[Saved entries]
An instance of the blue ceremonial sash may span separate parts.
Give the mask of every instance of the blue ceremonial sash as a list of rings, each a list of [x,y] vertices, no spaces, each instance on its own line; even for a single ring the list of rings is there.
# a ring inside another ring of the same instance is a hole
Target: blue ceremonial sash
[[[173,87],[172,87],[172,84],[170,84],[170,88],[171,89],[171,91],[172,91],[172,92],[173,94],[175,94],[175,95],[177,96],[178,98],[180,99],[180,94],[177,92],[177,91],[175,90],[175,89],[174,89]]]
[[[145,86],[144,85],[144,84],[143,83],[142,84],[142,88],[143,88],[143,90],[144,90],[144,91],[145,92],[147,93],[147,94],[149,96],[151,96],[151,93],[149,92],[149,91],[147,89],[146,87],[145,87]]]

Short exercise |
Copy all of the records above line for line, changing nothing.

Result of this exercise |
An instance of the blue ceremonial sash may span separate parts.
Give the mask of every instance of the blue ceremonial sash as a list of rings, each a list of [x,y] vertices, no spaces, each instance on its own line; even for a single ring the list of rings is there.
# a ring inside another ring of the same instance is a hole
Target: blue ceremonial sash
[[[173,87],[172,87],[172,84],[170,84],[170,88],[171,89],[171,91],[172,91],[172,92],[173,94],[175,94],[175,95],[177,96],[178,98],[180,99],[180,94],[177,92],[177,91],[175,90],[175,89],[174,89]]]
[[[145,86],[144,85],[144,84],[143,83],[142,84],[142,88],[143,88],[143,90],[144,90],[144,91],[145,92],[147,93],[147,94],[149,96],[151,96],[151,93],[149,92],[149,91],[147,89],[146,87],[145,87]]]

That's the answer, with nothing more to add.